Please identify every line of the records below that contains the word "blue" and copy each one. Case counts.

## start DATA FOR THIS TASK

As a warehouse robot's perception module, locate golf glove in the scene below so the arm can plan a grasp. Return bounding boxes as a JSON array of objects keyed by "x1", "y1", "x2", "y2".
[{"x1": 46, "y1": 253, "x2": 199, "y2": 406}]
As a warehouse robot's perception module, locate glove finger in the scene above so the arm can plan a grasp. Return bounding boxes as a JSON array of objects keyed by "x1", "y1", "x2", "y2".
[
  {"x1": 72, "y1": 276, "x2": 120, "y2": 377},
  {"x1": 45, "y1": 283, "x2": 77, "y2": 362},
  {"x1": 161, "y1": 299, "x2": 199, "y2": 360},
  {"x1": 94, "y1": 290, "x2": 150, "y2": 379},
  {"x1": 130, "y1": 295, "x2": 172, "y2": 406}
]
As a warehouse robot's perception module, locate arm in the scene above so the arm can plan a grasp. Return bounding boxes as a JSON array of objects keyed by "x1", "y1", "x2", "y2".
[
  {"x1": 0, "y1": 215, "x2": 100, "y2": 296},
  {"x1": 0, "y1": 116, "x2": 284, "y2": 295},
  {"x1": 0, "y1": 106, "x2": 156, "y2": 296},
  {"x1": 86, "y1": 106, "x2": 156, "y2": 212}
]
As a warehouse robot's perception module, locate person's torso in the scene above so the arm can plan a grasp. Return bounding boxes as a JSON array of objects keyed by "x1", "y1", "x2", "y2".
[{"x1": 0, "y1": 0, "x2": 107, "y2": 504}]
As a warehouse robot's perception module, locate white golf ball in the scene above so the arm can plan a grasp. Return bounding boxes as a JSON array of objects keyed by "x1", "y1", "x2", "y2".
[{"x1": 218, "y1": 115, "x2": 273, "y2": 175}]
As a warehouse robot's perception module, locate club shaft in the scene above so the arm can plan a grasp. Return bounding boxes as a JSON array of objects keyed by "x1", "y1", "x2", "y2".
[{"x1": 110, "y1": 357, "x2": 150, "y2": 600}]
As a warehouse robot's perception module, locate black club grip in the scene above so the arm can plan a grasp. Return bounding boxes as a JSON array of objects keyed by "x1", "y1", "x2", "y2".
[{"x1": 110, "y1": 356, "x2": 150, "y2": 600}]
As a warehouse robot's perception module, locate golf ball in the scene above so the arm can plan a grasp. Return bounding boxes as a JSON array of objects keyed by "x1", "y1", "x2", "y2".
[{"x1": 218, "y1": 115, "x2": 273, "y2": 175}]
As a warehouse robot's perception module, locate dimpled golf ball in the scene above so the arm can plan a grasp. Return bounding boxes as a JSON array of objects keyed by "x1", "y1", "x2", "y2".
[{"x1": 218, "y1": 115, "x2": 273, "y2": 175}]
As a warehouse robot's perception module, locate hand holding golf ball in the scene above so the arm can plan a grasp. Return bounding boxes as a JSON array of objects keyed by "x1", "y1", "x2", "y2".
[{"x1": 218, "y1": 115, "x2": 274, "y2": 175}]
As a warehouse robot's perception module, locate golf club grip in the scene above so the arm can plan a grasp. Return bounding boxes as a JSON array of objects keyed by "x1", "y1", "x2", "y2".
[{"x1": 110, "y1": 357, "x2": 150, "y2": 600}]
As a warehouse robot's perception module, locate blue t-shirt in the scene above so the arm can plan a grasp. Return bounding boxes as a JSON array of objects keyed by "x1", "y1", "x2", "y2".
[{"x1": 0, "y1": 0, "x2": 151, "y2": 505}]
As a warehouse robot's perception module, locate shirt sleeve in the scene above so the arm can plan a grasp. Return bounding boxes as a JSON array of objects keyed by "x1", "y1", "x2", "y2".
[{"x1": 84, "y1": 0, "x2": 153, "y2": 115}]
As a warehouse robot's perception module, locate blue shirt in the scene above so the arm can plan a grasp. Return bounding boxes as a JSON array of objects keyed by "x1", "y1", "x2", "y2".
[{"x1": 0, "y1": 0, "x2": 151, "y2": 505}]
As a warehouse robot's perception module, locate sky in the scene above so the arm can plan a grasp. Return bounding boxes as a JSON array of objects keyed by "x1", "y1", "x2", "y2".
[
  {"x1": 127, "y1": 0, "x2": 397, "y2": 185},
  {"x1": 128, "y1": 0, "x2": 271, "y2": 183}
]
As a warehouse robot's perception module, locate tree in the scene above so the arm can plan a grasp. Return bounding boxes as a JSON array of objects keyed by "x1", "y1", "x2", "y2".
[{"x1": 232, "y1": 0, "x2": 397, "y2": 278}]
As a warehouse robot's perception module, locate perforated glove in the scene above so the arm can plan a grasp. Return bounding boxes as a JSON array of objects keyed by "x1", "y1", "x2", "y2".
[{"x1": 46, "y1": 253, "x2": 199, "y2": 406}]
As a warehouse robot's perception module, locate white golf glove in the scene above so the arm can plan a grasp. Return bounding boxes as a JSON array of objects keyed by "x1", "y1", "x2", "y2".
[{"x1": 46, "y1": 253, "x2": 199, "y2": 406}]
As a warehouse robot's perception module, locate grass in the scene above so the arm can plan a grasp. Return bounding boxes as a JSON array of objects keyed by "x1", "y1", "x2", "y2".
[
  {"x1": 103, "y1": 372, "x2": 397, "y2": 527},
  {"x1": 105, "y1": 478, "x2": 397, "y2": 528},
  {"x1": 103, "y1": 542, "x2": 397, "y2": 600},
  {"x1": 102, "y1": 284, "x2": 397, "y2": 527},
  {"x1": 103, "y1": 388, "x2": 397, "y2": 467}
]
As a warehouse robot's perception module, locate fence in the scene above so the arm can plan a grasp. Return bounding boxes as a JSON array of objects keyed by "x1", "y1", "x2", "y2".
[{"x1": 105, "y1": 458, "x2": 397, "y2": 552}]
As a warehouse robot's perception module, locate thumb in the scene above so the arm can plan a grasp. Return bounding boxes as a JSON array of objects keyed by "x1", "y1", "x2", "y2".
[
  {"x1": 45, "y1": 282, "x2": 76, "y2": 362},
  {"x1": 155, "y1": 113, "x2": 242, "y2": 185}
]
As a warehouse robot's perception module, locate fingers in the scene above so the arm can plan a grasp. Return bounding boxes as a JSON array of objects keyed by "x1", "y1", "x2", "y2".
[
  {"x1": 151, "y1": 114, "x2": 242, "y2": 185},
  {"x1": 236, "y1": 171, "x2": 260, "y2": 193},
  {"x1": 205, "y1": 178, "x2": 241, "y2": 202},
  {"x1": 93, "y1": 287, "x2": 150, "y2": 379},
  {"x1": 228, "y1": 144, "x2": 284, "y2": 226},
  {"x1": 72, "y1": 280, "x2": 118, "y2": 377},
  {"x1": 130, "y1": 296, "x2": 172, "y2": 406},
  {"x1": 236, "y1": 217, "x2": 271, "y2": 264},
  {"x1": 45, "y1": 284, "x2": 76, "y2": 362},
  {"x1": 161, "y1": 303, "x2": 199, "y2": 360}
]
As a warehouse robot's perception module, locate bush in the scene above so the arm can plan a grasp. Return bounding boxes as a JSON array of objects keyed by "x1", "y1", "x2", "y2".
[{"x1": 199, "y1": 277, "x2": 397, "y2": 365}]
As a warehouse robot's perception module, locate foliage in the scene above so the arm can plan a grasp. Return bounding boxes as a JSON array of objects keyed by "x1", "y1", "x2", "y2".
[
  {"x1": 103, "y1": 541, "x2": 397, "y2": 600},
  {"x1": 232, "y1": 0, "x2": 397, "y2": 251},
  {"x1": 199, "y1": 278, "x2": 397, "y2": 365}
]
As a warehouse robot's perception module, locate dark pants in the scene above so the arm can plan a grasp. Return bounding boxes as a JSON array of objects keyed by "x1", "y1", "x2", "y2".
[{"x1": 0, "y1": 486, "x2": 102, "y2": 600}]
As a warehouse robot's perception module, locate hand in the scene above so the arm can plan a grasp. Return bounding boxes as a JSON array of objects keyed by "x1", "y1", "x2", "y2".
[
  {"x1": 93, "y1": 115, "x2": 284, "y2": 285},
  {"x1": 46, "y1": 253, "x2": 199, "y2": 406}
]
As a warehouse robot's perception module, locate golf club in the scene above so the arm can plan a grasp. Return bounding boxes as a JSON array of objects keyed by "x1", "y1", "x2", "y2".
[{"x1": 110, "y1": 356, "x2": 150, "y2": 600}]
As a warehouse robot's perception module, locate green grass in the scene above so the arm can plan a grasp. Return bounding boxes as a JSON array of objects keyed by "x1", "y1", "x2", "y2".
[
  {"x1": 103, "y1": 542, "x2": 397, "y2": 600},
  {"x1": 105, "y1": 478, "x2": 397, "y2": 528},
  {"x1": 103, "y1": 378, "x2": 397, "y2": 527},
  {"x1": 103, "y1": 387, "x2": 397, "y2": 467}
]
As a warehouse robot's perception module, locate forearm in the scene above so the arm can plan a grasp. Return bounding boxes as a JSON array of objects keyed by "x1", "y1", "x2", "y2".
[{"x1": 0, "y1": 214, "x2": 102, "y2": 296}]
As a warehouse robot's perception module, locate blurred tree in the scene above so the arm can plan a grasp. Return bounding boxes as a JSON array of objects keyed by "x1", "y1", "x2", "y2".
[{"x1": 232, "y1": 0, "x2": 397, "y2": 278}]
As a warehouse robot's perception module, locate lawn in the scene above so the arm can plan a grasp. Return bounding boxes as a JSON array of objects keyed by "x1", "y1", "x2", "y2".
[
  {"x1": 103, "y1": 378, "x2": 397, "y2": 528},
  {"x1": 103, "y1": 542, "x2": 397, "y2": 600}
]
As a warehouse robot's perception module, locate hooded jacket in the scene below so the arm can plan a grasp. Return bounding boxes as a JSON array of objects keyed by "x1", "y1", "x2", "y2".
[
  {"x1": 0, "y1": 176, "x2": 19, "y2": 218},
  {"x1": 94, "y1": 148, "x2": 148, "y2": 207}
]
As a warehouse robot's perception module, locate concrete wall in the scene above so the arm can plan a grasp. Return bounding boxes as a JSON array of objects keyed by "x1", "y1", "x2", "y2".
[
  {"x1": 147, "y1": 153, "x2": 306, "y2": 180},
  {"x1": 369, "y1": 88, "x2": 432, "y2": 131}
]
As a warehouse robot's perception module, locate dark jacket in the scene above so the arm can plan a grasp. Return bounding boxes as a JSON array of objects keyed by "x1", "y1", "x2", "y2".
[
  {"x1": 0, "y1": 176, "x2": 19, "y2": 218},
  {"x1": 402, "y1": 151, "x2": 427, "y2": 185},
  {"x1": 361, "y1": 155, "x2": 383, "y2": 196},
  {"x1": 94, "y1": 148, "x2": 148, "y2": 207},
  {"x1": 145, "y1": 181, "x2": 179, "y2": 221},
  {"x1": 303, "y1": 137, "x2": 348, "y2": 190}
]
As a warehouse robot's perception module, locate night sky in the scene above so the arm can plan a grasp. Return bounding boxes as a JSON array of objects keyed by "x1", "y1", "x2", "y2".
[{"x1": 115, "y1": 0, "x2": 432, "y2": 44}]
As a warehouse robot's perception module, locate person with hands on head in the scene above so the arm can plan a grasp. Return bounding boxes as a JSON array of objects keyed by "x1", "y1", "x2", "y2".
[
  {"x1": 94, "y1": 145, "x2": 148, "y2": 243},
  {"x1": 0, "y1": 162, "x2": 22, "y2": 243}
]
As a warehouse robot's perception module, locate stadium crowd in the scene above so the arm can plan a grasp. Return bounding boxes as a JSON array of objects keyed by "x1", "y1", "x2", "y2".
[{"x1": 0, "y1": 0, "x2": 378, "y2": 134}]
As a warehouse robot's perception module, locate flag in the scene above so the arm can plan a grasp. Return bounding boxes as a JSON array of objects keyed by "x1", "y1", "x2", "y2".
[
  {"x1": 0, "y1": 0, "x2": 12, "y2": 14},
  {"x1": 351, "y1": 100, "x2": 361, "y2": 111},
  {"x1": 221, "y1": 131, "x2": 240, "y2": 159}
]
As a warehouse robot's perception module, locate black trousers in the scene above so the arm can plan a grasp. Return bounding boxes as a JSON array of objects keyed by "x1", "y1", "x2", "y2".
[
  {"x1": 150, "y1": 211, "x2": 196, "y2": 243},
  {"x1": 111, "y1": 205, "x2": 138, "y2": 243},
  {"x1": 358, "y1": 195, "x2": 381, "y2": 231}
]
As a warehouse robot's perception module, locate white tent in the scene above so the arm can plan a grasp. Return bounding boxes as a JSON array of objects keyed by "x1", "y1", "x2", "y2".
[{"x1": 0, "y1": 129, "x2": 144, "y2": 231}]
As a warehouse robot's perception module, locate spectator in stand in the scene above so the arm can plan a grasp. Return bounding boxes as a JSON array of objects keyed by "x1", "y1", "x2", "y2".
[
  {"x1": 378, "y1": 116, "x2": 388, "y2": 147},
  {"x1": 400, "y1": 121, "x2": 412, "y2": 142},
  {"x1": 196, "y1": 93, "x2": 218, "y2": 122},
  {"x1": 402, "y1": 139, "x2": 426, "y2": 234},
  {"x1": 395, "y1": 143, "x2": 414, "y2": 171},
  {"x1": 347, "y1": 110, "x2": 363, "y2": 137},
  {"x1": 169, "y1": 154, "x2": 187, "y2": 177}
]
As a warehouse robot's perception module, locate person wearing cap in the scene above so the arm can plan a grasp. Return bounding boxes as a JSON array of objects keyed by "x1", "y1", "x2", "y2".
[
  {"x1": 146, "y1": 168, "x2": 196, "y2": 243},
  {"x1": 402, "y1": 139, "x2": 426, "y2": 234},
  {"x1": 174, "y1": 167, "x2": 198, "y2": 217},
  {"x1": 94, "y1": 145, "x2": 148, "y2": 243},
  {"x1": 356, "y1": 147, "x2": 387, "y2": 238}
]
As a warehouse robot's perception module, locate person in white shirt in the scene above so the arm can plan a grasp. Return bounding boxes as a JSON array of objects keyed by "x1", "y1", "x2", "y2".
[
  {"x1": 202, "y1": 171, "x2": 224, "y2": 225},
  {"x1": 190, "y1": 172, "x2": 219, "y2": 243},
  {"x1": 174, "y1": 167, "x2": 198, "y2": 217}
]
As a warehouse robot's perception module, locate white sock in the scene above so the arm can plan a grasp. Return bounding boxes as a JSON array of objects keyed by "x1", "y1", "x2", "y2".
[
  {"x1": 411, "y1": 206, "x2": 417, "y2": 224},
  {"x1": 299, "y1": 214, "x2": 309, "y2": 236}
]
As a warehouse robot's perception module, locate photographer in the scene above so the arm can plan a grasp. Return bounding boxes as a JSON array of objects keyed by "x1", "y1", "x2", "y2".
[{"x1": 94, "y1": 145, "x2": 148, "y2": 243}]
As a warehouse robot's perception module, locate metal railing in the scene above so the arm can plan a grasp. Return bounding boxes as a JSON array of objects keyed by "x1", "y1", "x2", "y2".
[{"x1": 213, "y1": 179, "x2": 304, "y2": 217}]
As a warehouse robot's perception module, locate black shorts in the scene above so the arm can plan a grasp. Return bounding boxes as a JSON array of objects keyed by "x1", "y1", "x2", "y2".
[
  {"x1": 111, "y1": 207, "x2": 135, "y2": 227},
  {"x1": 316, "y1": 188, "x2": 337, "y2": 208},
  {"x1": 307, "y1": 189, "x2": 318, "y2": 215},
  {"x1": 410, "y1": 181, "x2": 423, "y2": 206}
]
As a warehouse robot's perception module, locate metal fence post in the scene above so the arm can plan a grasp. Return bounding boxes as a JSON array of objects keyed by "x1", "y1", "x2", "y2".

## end DATA FOR THIS TASK

## WRITTEN RESPONSE
As a warehouse robot's perception module, locate blue t-shirt in the scene above so the arm can plan a grasp. Return bounding boxes as a JSON array of objects keyed by "x1", "y1", "x2", "y2".
As a warehouse robot's perception module, locate blue shirt in the scene above so the arm can plan a grasp. Return bounding boxes as a JSON array of objects keyed by "x1", "y1", "x2", "y2".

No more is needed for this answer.